What is required: Please return the listing below line for line, with every character unchanged.

Excerpted records:
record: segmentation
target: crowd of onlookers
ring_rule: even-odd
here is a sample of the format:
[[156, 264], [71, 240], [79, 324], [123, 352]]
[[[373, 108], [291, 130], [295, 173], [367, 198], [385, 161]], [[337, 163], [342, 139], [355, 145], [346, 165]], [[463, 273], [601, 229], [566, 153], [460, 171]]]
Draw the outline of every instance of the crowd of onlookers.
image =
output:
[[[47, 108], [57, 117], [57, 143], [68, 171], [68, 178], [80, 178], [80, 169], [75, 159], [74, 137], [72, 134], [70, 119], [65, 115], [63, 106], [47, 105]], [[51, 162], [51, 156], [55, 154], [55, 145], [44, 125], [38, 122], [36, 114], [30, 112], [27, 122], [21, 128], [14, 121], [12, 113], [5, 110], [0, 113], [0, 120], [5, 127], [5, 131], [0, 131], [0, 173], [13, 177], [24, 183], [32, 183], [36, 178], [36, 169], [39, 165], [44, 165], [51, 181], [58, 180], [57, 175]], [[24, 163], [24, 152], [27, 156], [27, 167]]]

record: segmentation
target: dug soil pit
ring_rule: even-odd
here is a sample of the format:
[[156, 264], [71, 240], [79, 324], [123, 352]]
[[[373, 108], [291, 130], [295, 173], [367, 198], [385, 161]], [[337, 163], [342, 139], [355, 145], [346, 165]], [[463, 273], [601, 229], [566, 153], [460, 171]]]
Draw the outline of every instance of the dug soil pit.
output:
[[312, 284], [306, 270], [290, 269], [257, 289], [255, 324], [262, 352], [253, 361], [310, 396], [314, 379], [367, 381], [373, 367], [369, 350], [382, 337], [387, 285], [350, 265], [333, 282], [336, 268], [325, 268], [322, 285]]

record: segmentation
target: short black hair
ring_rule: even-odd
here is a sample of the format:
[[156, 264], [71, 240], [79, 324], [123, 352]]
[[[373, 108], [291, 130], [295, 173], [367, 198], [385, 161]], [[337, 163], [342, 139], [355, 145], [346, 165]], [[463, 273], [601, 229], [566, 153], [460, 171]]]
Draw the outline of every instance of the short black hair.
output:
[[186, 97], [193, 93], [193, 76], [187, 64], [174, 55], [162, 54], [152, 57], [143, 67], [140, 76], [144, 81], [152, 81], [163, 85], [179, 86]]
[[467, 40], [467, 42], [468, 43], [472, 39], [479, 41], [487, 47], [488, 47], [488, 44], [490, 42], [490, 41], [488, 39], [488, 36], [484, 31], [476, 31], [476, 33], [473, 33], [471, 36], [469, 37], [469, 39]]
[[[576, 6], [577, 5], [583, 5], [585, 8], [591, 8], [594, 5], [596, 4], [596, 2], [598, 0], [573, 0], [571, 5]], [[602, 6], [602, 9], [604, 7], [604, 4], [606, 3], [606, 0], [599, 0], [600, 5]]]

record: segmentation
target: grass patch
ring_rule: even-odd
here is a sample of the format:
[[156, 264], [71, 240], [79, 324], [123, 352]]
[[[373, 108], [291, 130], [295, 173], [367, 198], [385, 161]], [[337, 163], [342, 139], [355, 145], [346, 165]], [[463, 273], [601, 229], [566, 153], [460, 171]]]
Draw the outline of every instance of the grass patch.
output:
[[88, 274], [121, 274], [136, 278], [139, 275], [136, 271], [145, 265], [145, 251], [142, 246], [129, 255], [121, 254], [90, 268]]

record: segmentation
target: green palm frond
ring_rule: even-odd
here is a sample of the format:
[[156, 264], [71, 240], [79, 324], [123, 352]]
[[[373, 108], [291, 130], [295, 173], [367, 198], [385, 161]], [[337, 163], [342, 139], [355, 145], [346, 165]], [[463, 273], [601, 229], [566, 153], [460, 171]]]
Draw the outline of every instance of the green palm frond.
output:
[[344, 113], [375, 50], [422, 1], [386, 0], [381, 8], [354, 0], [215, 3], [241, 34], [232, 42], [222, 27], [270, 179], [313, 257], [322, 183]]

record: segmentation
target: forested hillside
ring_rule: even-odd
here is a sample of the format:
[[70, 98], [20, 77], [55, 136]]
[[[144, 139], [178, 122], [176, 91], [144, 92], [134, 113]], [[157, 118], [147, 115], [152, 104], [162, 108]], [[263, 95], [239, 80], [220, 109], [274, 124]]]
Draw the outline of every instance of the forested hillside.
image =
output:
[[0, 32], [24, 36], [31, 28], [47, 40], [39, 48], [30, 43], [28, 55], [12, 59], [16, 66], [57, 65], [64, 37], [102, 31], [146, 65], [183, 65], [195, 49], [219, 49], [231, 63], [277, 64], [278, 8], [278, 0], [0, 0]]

Result for this task:
record: segmentation
target: crowd of onlookers
ring_rule: even-odd
here is a sample of the format:
[[156, 264], [71, 240], [79, 324], [123, 352]]
[[[373, 108], [291, 130], [295, 173], [367, 198], [385, 161]], [[337, 163], [342, 139], [355, 145], [346, 165]], [[463, 273], [601, 229], [566, 153], [460, 171]]]
Draw the outline of every instance of the crowd of onlookers.
image =
output:
[[[47, 108], [57, 117], [57, 143], [68, 171], [68, 178], [80, 178], [80, 169], [75, 159], [74, 137], [72, 134], [70, 119], [65, 115], [63, 106], [47, 105]], [[51, 162], [51, 156], [55, 154], [55, 145], [44, 125], [38, 122], [36, 114], [30, 112], [27, 122], [21, 128], [14, 121], [12, 113], [5, 110], [0, 113], [0, 120], [5, 127], [5, 131], [0, 131], [0, 173], [13, 177], [24, 183], [32, 183], [36, 178], [36, 169], [39, 165], [44, 165], [51, 181], [58, 180], [57, 175]], [[24, 163], [24, 152], [27, 156], [27, 167]]]

record: segmentation
target: dug soil pit
ring_rule: even-odd
here is a sample of the format:
[[156, 264], [71, 240], [79, 324], [123, 352]]
[[[373, 108], [291, 130], [295, 173], [367, 198], [385, 161]], [[337, 163], [342, 139], [355, 145], [346, 165]], [[463, 273], [601, 229], [566, 153], [460, 171]]]
Draw the outline of every instance of the dug soil pit.
output:
[[312, 284], [306, 270], [290, 269], [257, 289], [255, 324], [262, 352], [253, 361], [310, 396], [314, 379], [367, 381], [373, 367], [369, 350], [382, 337], [387, 285], [350, 265], [333, 282], [336, 268], [325, 268], [322, 285]]

record: segmentation
target: short black hair
ring_rule: even-odd
here is a sample of the format:
[[156, 264], [71, 240], [79, 324], [123, 352]]
[[[373, 108], [291, 130], [295, 173], [367, 198], [385, 161]], [[337, 163], [342, 139], [355, 145], [346, 165]], [[463, 273], [601, 229], [566, 153], [460, 171]]]
Draw the outline of every instance of the short black hair.
output:
[[186, 97], [193, 93], [193, 76], [187, 64], [174, 55], [162, 54], [152, 57], [143, 67], [140, 76], [144, 81], [152, 81], [163, 85], [179, 86]]
[[467, 40], [467, 42], [468, 43], [472, 39], [479, 41], [487, 47], [488, 47], [488, 44], [490, 42], [490, 41], [488, 39], [488, 36], [484, 31], [476, 31], [476, 33], [473, 33], [471, 36], [469, 37], [469, 39]]
[[[576, 6], [577, 5], [583, 5], [585, 8], [591, 8], [594, 5], [596, 4], [596, 2], [598, 0], [573, 0], [571, 5]], [[602, 6], [602, 9], [604, 7], [604, 4], [606, 3], [606, 0], [599, 0], [600, 5]]]

record: segmentation
target: grass patch
ring_rule: even-odd
here is a sample of the format:
[[156, 264], [71, 240], [79, 324], [123, 352]]
[[[373, 108], [291, 130], [295, 173], [367, 198], [385, 161]], [[337, 163], [342, 139], [355, 145], [346, 165]], [[463, 273], [601, 229], [566, 153], [460, 171]]]
Draw the outline of every instance of the grass patch.
output:
[[88, 274], [121, 274], [136, 278], [139, 275], [136, 271], [145, 265], [145, 251], [142, 246], [129, 255], [121, 254], [90, 268]]

record: segmentation
target: green palm frond
ring_rule: even-odd
here is a sample of the format:
[[156, 264], [71, 240], [79, 324], [123, 352]]
[[[373, 108], [291, 130], [295, 173], [367, 198], [385, 161]], [[337, 163], [342, 139], [355, 145], [346, 165]], [[463, 273], [601, 229], [566, 153], [460, 171]]]
Draw the outline of every instance of the green palm frond.
output:
[[344, 113], [375, 50], [422, 1], [386, 0], [381, 8], [354, 0], [215, 3], [241, 34], [232, 42], [222, 27], [270, 179], [313, 257], [322, 183]]

record: segmentation
target: forested hillside
ring_rule: even-odd
here is a sample of the format:
[[70, 98], [20, 77], [55, 136]]
[[[144, 139], [178, 122], [176, 91], [144, 92], [134, 113]], [[157, 118], [147, 115], [152, 104], [162, 108]], [[263, 95], [239, 80], [220, 109], [274, 124]]]
Draw the outline of every instance of the forested hillside.
image =
output:
[[0, 32], [24, 36], [31, 28], [47, 40], [39, 48], [30, 43], [28, 55], [12, 59], [16, 66], [57, 65], [64, 37], [102, 31], [146, 65], [183, 65], [195, 49], [219, 49], [231, 63], [277, 64], [278, 8], [278, 0], [0, 0]]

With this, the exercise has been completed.